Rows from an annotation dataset
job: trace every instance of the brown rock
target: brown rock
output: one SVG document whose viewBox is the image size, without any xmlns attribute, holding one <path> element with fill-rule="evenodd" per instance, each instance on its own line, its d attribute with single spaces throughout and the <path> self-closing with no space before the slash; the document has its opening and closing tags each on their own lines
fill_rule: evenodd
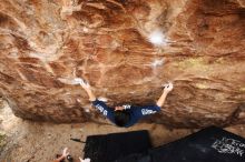
<svg viewBox="0 0 245 162">
<path fill-rule="evenodd" d="M 150 36 L 167 39 L 154 45 Z M 89 80 L 108 104 L 147 104 L 173 81 L 150 121 L 200 128 L 245 122 L 243 0 L 1 0 L 0 94 L 16 115 L 95 121 L 85 91 L 59 78 Z M 100 117 L 100 115 L 99 115 Z"/>
</svg>

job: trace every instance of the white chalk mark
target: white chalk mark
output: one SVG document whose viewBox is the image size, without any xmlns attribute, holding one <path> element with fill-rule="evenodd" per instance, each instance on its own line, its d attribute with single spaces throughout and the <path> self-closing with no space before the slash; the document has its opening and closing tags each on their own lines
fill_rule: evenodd
<svg viewBox="0 0 245 162">
<path fill-rule="evenodd" d="M 150 67 L 156 68 L 156 67 L 159 67 L 159 65 L 163 65 L 163 64 L 164 64 L 164 59 L 154 60 L 154 62 L 150 63 Z"/>
<path fill-rule="evenodd" d="M 164 32 L 159 29 L 150 32 L 148 36 L 148 40 L 156 47 L 163 47 L 168 44 L 167 38 L 165 37 Z"/>
<path fill-rule="evenodd" d="M 102 97 L 99 97 L 98 100 L 99 100 L 99 101 L 102 101 L 102 102 L 107 102 L 107 101 L 108 101 L 107 98 L 102 98 Z"/>
</svg>

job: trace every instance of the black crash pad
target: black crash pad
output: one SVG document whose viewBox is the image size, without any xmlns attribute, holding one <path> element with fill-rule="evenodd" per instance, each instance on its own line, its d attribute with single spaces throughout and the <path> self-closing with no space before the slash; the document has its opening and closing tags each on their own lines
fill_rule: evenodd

- _WHAT THE EXERCISE ASKS_
Turn every line of the rows above into a Markdown table with the columns "Number" and "Line," skipping blank lines. Leave the picture out of the table.

- _FINAL RESULT_
| Number | Line |
|---|---|
| 1 | job: trace every instance of the brown rock |
| 2 | target: brown rock |
| 3 | output: one SVG document whose viewBox is the image size, without any xmlns attribute, holding one <path> element with fill-rule="evenodd" per instance, each instance on its own line, its d attribute with single spaces throughout and the <path> self-closing with no space before the slash; the document has its opening and closing tags each on their own lines |
| 4 | fill_rule: evenodd |
| 5 | <svg viewBox="0 0 245 162"> |
| 6 | <path fill-rule="evenodd" d="M 150 36 L 167 39 L 154 45 Z M 89 80 L 108 104 L 147 104 L 173 81 L 150 121 L 200 128 L 245 122 L 243 0 L 1 0 L 0 94 L 16 115 L 95 121 L 85 91 L 59 78 Z M 100 117 L 100 115 L 99 115 Z"/> |
| 7 | </svg> |
| 8 | job: trace every instance of the white chalk mark |
| 9 | target: white chalk mark |
| 10 | output: one SVG document whose viewBox is the image size, without any xmlns attribute, holding one <path> element with fill-rule="evenodd" per instance, each instance on its own line, its d attribute with single spaces throughout and the <path> self-closing with no space before the slash; the document has its opening and closing tags each on their own lines |
| 11 | fill_rule: evenodd |
| 12 | <svg viewBox="0 0 245 162"> |
| 13 | <path fill-rule="evenodd" d="M 150 67 L 156 68 L 156 67 L 159 67 L 159 65 L 163 65 L 163 64 L 164 64 L 164 59 L 154 60 L 154 62 L 150 63 Z"/> |
| 14 | <path fill-rule="evenodd" d="M 164 32 L 159 29 L 150 32 L 148 36 L 148 40 L 156 47 L 163 47 L 168 44 L 167 38 L 165 37 Z"/> |
| 15 | <path fill-rule="evenodd" d="M 102 97 L 99 97 L 98 100 L 99 100 L 99 101 L 102 101 L 102 102 L 107 102 L 107 101 L 108 101 L 107 98 L 102 98 Z"/> |
| 16 | </svg> |
| 17 | job: trace every instance of the black crash pad |
| 18 | target: black crash pad |
| 19 | output: one SVG document whose viewBox is the image size, without any xmlns attribute, holding one <path> element with fill-rule="evenodd" per instance, each instance on its own line, its d attribute with single spaces throughout and the <path> self-closing with no space before the slash; the document has its opening and closing tags each on their own lines |
| 20 | fill_rule: evenodd |